__INSTRUCCIONES Y REQUISITOS__. Reescribe íntegras todas las líneas de los datos desde la línea con "of the soccer" hasta la línea con "215], [134, 185]]", ambas incluidas, y añade 109 a cada número de las coordenadas de las respuestas.

───── DATOS PROPORCIONADOS ─────

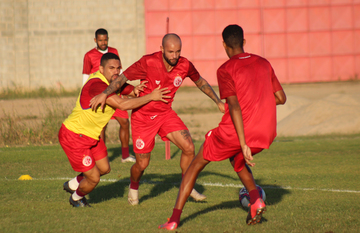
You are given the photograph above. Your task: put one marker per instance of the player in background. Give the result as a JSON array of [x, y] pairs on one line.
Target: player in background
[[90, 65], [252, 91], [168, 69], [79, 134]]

─────
───── DATOS PROPORCIONADOS ─────

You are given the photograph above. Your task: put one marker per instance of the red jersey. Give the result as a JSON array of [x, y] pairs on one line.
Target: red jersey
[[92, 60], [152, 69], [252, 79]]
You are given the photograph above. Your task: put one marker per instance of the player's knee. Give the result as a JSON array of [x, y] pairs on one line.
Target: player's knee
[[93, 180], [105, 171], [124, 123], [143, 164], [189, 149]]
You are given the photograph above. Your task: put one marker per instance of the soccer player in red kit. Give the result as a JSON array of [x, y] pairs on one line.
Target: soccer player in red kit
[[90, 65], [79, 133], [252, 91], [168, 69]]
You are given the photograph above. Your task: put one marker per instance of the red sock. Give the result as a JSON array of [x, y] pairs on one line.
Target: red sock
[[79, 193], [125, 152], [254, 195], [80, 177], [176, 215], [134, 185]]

─────

__RESULTADO FINAL__.
You are given the photograph above. Your task: put one marker per instance of the soccer player in red kit. Give the result as a JSON array of [x, y] pairs on one line.
Target: soccer player in red kit
[[199, 174], [188, 242], [361, 200], [277, 178]]
You are given the photograph above. Your task: put one marker per instance of the red sock. Give the result as a JSON array of [x, y] pairs on one line.
Target: red sock
[[188, 302], [234, 261], [363, 304], [189, 286], [285, 324], [243, 294]]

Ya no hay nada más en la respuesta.